» The request
Each line from the one that contains "of the plastic" to the end of the material must be set down exactly, and no line before it.

[Records from a point labeling set]
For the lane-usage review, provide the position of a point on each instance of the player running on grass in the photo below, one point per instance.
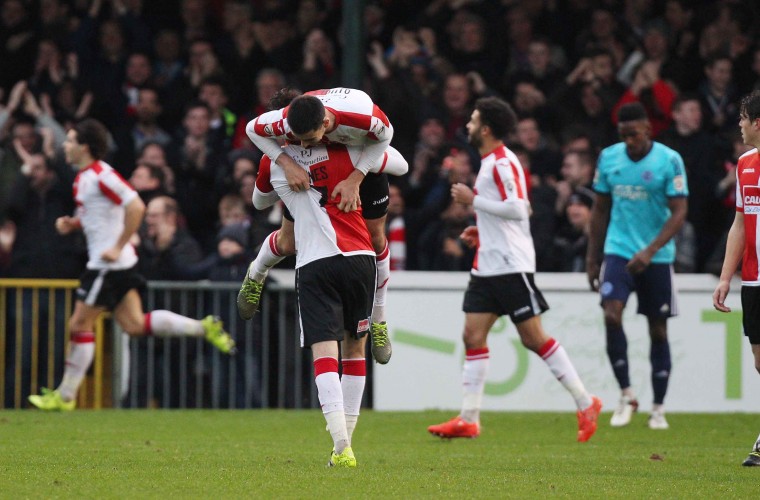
(501, 281)
(742, 239)
(343, 116)
(335, 281)
(109, 211)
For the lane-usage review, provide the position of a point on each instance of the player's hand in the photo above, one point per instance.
(592, 273)
(348, 191)
(639, 262)
(461, 193)
(66, 224)
(470, 236)
(298, 178)
(111, 254)
(719, 296)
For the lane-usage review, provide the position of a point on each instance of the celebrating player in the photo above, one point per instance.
(501, 280)
(109, 212)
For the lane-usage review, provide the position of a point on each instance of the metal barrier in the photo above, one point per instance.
(270, 369)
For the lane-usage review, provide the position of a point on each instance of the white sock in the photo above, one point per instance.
(78, 361)
(163, 323)
(331, 398)
(352, 383)
(474, 374)
(267, 258)
(559, 363)
(383, 260)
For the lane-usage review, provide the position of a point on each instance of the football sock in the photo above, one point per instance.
(474, 374)
(163, 323)
(383, 275)
(617, 351)
(659, 355)
(352, 384)
(560, 365)
(331, 398)
(81, 352)
(267, 258)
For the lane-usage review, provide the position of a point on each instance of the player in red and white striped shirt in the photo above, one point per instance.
(109, 212)
(501, 281)
(742, 244)
(331, 116)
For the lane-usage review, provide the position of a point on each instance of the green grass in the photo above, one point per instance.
(263, 453)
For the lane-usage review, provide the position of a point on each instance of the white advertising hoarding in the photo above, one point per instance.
(713, 368)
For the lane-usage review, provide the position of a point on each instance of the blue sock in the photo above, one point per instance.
(659, 355)
(617, 351)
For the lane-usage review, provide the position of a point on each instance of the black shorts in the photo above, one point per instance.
(335, 294)
(515, 295)
(751, 313)
(106, 288)
(374, 194)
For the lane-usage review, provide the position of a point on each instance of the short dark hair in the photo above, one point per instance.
(94, 135)
(497, 114)
(750, 105)
(305, 114)
(633, 111)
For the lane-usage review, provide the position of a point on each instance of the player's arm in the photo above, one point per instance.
(133, 215)
(600, 218)
(678, 209)
(734, 250)
(298, 178)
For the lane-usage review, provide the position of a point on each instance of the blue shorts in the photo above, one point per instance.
(653, 287)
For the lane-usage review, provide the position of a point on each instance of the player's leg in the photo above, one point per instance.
(528, 303)
(474, 372)
(616, 285)
(162, 323)
(275, 248)
(657, 301)
(78, 360)
(374, 195)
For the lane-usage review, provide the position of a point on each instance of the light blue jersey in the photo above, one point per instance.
(639, 192)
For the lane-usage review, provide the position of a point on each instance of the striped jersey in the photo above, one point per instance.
(505, 245)
(748, 202)
(321, 229)
(101, 195)
(358, 121)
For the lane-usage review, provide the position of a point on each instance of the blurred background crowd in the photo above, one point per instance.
(176, 81)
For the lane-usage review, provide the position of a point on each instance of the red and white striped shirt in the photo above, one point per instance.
(101, 194)
(358, 121)
(505, 243)
(321, 229)
(748, 202)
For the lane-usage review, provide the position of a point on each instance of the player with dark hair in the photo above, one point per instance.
(641, 204)
(501, 281)
(109, 211)
(742, 239)
(332, 116)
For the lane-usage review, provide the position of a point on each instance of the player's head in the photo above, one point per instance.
(749, 118)
(634, 128)
(493, 118)
(86, 141)
(307, 120)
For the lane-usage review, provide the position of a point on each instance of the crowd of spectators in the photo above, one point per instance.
(175, 81)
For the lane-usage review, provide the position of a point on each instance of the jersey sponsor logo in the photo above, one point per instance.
(633, 193)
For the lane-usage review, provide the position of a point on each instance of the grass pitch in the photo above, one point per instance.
(273, 454)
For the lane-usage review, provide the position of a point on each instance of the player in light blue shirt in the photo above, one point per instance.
(641, 204)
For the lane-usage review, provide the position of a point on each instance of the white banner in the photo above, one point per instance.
(713, 368)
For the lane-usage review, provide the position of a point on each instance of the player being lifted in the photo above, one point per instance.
(501, 281)
(335, 281)
(109, 212)
(342, 116)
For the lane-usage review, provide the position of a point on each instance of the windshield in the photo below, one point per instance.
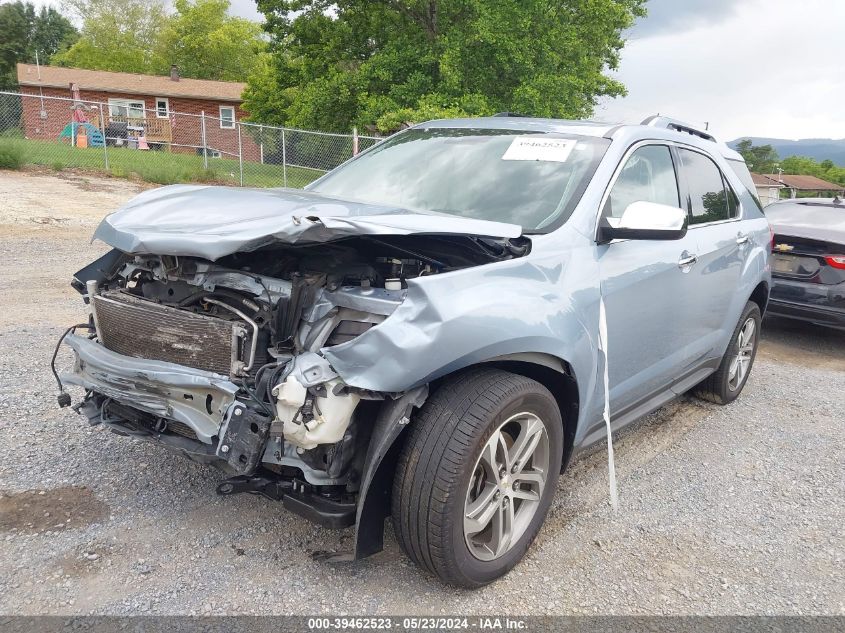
(529, 178)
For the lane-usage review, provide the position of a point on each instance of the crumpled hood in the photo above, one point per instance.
(212, 222)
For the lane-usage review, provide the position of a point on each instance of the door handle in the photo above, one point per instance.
(687, 260)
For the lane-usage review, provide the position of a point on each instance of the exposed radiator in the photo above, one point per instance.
(143, 329)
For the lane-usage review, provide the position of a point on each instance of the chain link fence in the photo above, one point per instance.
(129, 140)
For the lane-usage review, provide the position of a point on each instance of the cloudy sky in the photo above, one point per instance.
(747, 67)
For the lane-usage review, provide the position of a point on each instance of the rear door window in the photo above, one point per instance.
(649, 176)
(709, 198)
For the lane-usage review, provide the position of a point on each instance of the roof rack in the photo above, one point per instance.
(678, 126)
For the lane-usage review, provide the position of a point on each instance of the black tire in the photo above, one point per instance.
(437, 464)
(717, 388)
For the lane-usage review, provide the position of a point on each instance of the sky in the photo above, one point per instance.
(770, 68)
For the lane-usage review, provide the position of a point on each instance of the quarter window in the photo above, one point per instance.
(227, 117)
(710, 200)
(648, 176)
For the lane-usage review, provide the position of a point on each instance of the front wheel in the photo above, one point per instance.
(477, 475)
(726, 384)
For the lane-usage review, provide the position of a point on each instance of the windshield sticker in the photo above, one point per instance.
(533, 148)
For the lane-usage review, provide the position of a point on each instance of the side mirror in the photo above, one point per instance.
(643, 220)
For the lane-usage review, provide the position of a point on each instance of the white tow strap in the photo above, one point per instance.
(611, 467)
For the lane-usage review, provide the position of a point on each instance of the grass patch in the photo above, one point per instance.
(160, 167)
(11, 155)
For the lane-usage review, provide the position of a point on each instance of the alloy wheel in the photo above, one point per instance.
(506, 487)
(741, 363)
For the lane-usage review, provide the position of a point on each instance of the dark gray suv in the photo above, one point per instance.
(417, 334)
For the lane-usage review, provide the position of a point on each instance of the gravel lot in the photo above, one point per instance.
(734, 510)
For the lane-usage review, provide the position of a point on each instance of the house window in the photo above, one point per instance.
(126, 108)
(227, 117)
(162, 108)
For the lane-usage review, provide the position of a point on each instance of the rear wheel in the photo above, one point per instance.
(477, 476)
(726, 384)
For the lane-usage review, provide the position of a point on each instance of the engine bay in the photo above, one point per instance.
(260, 319)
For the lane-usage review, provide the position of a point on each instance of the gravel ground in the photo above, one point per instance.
(724, 510)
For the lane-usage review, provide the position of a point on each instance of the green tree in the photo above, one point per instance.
(206, 43)
(761, 159)
(26, 31)
(117, 35)
(802, 165)
(141, 36)
(381, 64)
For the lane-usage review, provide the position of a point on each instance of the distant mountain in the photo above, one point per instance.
(817, 148)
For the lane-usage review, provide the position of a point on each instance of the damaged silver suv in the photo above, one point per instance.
(416, 334)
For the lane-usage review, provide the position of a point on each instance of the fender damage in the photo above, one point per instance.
(318, 322)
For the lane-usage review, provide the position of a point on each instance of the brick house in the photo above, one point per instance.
(167, 109)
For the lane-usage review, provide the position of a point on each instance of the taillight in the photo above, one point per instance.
(837, 261)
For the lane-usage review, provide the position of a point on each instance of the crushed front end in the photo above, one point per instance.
(223, 361)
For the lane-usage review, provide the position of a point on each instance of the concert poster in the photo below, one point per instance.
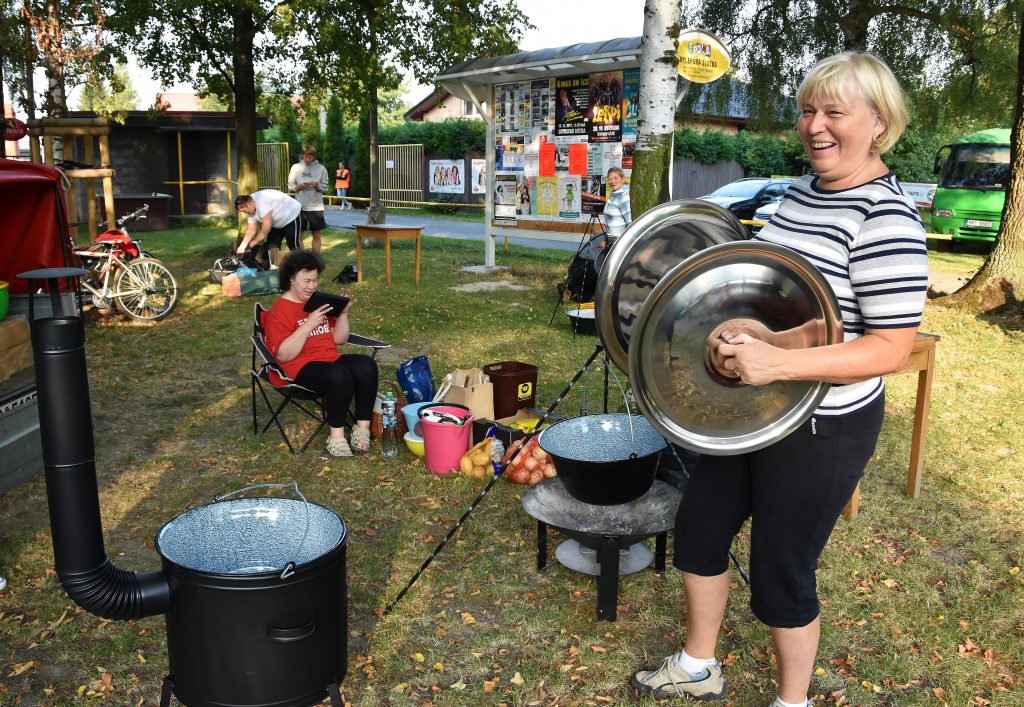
(571, 96)
(604, 112)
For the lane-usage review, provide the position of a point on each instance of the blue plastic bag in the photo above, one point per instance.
(415, 379)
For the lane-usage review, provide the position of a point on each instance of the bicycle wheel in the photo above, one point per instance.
(145, 290)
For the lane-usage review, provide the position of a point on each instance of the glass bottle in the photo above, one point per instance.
(389, 428)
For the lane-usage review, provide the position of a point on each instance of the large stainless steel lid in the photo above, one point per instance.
(652, 245)
(675, 381)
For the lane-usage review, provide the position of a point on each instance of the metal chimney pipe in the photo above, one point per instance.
(86, 573)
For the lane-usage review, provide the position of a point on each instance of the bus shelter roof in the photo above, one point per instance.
(469, 79)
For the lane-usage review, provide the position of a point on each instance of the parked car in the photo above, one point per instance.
(743, 197)
(764, 214)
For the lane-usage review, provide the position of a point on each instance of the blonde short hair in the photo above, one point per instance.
(836, 75)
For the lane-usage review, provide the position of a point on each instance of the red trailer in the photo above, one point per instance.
(34, 235)
(35, 232)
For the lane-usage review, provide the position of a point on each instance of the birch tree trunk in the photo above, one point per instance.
(1000, 280)
(649, 181)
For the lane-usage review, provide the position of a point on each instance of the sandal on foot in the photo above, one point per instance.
(360, 440)
(337, 447)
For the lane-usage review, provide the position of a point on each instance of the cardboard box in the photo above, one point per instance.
(505, 431)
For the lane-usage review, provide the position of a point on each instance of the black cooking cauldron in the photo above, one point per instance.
(604, 459)
(258, 610)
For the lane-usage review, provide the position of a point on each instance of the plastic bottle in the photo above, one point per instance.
(389, 428)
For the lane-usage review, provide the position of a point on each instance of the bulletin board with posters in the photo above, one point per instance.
(555, 140)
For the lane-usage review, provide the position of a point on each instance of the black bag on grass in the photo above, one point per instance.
(223, 266)
(582, 279)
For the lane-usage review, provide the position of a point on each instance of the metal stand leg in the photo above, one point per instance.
(542, 545)
(335, 694)
(660, 543)
(165, 693)
(607, 581)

» Answer to the task
For the lane-usage review, provide the position of a point on each instance of the plastic bottle in the photo above, one point per instance.
(389, 428)
For the lane-usage review, provide the position of a point on each instance of the bulletin board with posters in the photo above, one point per instance.
(555, 140)
For the lane-usage review, provide the position of a point on each instance of the black bag on grass in the photo above, one point per instance.
(223, 266)
(582, 279)
For the lane-usage review, provide the position of a point on each instance of the metal stand leg in the photo above, one point per instance.
(542, 545)
(335, 694)
(660, 543)
(165, 693)
(607, 581)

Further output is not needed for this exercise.